Data section:
--- START ---
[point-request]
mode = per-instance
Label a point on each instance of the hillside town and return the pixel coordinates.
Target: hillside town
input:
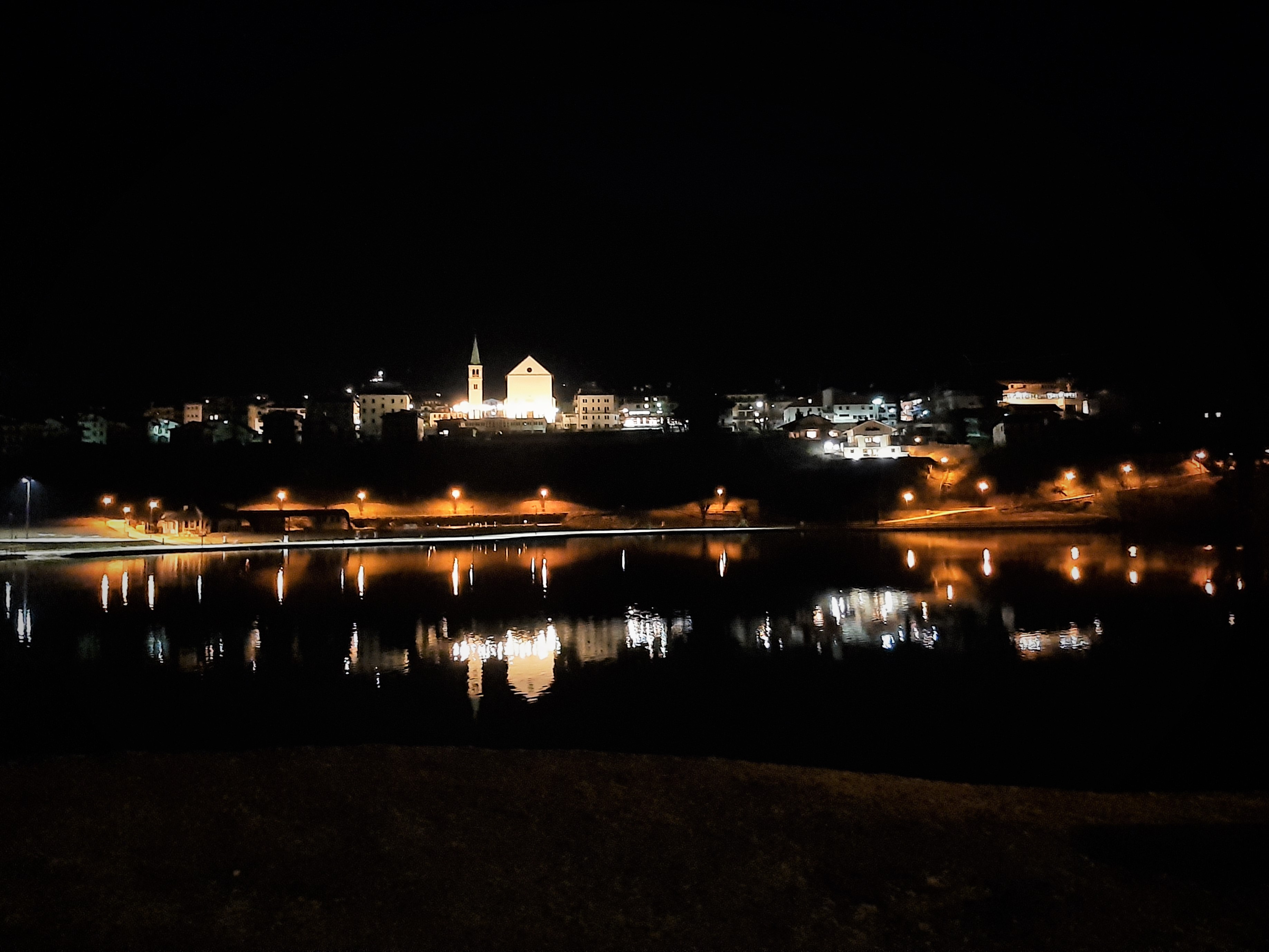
(833, 422)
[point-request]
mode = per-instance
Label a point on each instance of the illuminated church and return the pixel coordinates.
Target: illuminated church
(530, 393)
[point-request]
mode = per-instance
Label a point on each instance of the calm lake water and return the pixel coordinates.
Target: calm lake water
(1048, 658)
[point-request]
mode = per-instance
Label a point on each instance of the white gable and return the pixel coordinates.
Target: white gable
(528, 366)
(872, 427)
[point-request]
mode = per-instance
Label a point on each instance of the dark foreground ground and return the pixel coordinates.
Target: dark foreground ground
(382, 847)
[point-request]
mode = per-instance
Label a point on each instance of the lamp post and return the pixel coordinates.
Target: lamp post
(27, 482)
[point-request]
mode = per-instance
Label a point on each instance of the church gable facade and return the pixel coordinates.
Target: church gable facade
(530, 392)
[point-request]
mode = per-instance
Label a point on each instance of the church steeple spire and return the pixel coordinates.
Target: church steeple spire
(475, 381)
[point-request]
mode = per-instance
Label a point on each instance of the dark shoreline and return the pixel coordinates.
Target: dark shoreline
(385, 847)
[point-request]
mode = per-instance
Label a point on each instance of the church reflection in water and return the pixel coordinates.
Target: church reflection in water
(514, 614)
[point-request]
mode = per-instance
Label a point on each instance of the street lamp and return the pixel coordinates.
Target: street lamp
(27, 480)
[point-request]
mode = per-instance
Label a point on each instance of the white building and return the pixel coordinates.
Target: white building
(749, 413)
(381, 399)
(871, 440)
(596, 411)
(1060, 394)
(475, 384)
(530, 393)
(841, 407)
(649, 413)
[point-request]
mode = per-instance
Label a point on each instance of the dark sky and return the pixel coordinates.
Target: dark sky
(224, 197)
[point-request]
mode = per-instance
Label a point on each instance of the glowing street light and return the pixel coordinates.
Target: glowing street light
(27, 483)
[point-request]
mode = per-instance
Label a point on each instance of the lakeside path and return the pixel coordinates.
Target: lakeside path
(105, 546)
(384, 847)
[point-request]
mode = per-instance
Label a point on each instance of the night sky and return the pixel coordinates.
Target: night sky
(225, 197)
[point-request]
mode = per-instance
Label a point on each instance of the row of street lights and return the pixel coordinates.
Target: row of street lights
(455, 496)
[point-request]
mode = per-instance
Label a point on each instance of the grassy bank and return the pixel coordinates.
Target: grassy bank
--- END ---
How to complete this task: Every line of the data above is to be set down word for word, with the pictures left out.

Answer space:
[point-request]
mode = per-instance
Label a point on each instance of the hillside town and return the pixel coordinates.
Target: hillside town
input:
(833, 422)
[point-request]
mode = per-instance
Label a point on each instance of the illuminated church and return the pixel coordinates.
Target: illuminated church
(530, 393)
[point-request]
mode = per-instance
Label a point on each instance of the calm lake water and return the pixel coordinates.
Target: calm lake water
(1048, 658)
[point-request]
mode = per-instance
Label a point on each instance of the white gable and return the pixel coordinates.
Target: white gable
(528, 366)
(872, 427)
[point-request]
mode = per-instance
Label a point on each instance of the dark foreground ground and return the pixel coordinates.
Target: dark foreground ground
(382, 847)
[point-request]
mode = per-instance
Label a point on each instance of the lamp post and return the pixel coordinates.
Target: lamp post
(27, 482)
[point-request]
mode = per-instance
Label a point on each instance of the church gable facade and return the pixel coordinates.
Target: church gable facade
(530, 392)
[point-request]
mode = per-instance
Label a point on each instance of the church steeple spire and return the pixel coordinates.
Target: church steeple spire
(475, 381)
[point-request]
mode = per-instance
Label a point on each instance of the dark shoreline and return the pixel coordinates.
Target: dark shoreline
(385, 847)
[point-request]
mode = per-instance
Label a point on each instance of the church reflection in water and return the pixel coordinates.
Target: church reflection in water
(514, 614)
[point-request]
mode = per-instance
Label a point on each instance of the street lamp and return the pixel coordinates.
Target: street lamp
(27, 480)
[point-request]
mode = per-instance
Label a point on each instance of the white building and return the pixel coordinates.
Target: white building
(749, 413)
(381, 399)
(871, 440)
(596, 411)
(1060, 394)
(475, 384)
(530, 393)
(841, 407)
(649, 413)
[point-request]
mode = per-instance
Label a point on each instance of the dark sky and return the pixel coordinates.
Target: dark sky
(224, 197)
[point-request]
mode = per-instance
Label a point on each instance of the glowing street light and return the pixel coordinates.
Target: glowing street light
(27, 483)
[point-request]
mode = per-instance
Label a point on each instance of the lakeside path and return the pixel coordinates.
Target: lakeside path
(105, 546)
(384, 847)
[point-request]
mode = per-instance
Label a point on each instance of the night sky and return the pixel coordinates.
Target: night sky
(225, 197)
[point-request]
mode = per-instance
Label a point on each instance of the row of street lights and return the pixel coordinates.
Target: row of street lights
(455, 496)
[point-request]
mode = per-instance
Label a point on each instance of the grassy bank and return the pixel coordinates.
Target: grassy bank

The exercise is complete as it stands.